_Problem description_:
From the line that includes "[pin] window frame" to the last line of the records, inclusive, repeat each line exactly.

....................

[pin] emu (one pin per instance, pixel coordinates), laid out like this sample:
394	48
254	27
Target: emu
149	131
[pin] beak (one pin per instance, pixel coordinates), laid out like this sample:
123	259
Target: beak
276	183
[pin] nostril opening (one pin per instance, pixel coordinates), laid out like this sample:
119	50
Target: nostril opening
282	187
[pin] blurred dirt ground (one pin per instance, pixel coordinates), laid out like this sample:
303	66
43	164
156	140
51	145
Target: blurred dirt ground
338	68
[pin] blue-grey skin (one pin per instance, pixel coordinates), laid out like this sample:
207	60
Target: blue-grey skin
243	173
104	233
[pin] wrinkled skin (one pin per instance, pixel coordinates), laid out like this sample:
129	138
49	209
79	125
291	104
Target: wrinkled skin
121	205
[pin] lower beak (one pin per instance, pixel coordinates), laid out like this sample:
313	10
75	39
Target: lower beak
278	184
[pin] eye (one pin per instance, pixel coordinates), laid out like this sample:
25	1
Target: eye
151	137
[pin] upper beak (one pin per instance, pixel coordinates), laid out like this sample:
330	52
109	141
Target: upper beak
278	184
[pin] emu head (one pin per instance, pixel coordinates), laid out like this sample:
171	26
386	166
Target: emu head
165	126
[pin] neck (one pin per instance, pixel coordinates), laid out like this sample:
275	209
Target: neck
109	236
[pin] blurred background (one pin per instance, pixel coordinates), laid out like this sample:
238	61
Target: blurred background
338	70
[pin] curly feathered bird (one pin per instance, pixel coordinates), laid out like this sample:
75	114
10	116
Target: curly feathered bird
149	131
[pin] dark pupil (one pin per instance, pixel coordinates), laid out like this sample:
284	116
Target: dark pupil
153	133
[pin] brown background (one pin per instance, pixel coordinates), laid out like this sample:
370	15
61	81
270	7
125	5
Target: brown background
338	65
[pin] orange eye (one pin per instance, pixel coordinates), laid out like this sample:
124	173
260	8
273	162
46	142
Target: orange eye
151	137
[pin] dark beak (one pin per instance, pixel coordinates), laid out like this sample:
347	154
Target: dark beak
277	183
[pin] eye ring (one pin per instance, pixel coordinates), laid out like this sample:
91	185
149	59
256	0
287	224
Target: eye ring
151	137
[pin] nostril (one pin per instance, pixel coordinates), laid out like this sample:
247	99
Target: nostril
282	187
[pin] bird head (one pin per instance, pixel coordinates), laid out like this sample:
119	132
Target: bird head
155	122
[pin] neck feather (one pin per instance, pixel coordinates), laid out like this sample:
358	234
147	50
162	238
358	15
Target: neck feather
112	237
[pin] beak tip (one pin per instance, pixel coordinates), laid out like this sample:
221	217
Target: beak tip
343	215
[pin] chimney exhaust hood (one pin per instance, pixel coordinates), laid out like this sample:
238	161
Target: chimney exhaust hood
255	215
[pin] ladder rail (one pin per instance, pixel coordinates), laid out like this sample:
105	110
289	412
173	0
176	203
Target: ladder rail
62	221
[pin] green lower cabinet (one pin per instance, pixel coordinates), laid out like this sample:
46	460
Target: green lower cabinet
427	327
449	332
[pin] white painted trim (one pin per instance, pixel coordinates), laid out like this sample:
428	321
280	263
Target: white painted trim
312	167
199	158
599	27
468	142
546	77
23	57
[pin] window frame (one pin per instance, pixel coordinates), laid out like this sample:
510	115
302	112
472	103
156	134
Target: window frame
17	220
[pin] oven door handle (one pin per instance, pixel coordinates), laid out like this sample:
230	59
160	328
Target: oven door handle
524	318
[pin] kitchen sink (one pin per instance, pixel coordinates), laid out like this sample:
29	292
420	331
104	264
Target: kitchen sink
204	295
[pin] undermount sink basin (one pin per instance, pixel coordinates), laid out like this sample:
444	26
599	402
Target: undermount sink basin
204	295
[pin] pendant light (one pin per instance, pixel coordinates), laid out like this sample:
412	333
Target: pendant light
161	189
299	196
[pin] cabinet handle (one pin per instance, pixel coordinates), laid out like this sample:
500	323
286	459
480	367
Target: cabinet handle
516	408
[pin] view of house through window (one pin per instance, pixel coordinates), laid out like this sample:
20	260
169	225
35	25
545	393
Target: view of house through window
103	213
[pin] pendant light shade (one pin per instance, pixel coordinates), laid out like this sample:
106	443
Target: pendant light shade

....................

_Exercise output_:
[pin] window frame (one pin per instance, pixel coordinates), laid out like this sample:
510	115
302	112
472	103
156	134
Target: window frame
17	220
[pin] oven door handle (one pin per instance, pixel coordinates), laid out like this sample:
230	59
160	328
Target: oven door handle
524	318
[pin] kitchen sink (one pin per instance, pixel coordinates), laid out like this sample:
29	292
420	331
104	264
Target: kitchen sink
204	295
[pin] undermount sink basin (one pin per instance, pixel coordinates), laid out like this sample:
444	26
599	402
Target: undermount sink basin
204	295
[pin] pendant light (one pin per instance, pixel coordinates), laid out like this sample:
412	333
Target: pendant light
161	189
299	196
[pin] cabinet handle (one pin per instance, pixel coordinates), laid out like this sample:
500	323
286	459
480	367
Target: cabinet handle
516	408
[pin] view of house through window (one pin per instance, pixel coordinates), laid out like this sample:
20	260
169	225
35	25
545	393
Target: view of house through window
103	213
[pin] pendant light shade (one pin per instance, pixel coordinates), laid out like this sample:
106	443
Target: pendant light shade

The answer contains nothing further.